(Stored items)

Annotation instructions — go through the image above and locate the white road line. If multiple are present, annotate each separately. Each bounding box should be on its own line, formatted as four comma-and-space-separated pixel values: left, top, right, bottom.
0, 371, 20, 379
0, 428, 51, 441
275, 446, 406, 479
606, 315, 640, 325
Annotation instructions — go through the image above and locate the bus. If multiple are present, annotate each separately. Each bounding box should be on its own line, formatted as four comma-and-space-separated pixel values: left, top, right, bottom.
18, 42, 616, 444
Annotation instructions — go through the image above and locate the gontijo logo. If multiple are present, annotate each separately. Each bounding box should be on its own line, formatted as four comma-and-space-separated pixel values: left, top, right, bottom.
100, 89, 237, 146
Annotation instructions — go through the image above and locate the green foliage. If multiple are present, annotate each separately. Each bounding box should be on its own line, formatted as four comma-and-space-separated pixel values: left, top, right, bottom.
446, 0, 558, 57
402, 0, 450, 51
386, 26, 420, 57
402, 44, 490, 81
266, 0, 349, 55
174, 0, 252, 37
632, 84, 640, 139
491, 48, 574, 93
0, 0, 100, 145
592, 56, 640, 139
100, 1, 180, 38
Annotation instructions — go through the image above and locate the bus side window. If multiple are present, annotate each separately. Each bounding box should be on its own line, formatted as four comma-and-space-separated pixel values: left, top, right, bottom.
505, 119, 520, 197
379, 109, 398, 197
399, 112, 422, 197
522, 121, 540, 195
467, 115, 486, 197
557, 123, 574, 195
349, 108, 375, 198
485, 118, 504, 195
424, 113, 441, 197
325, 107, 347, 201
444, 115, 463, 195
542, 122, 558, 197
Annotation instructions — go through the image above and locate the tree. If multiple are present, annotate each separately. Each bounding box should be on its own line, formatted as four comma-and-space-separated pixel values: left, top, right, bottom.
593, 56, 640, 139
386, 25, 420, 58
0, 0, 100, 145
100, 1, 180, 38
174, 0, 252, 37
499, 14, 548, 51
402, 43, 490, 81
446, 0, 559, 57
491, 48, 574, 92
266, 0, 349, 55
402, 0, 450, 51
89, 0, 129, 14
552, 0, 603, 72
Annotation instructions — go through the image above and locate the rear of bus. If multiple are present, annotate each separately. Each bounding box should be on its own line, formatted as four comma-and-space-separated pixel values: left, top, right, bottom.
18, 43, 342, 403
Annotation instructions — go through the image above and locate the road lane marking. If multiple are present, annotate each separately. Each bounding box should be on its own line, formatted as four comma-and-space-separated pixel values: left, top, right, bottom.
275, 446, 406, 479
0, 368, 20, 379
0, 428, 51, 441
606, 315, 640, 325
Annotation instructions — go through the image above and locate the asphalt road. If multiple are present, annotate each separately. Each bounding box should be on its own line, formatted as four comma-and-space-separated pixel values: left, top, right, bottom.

TASK ITEM
Find the line with "locate the rear" in the data above. Restate it and all later lines word for word, ending with the last line.

EXERCISE RESPONSE
Annotation instructions — go through the image above and locate the rear of bus. If multiple are present, annotate each separately. Each bounding box should be on its own line, formatted as four comma-and-space-separated pixel values: left, top, right, bottom.
18, 43, 342, 403
Annotation instructions — go through the image above and locate the road lane marking. If multiple are present, annotate each separately. Each bounding box should be on its own line, formatted as four comma-and-space-separated pixel values: left, top, right, bottom.
275, 446, 406, 479
0, 368, 20, 379
0, 428, 51, 441
606, 315, 640, 325
Annotation instructions — go through the image above and locate the asphalt road. If multiple are present, annotate each separately. Each bounding box should be on its own line, formatted as four comma-and-space-separated pixel values: left, top, right, bottom.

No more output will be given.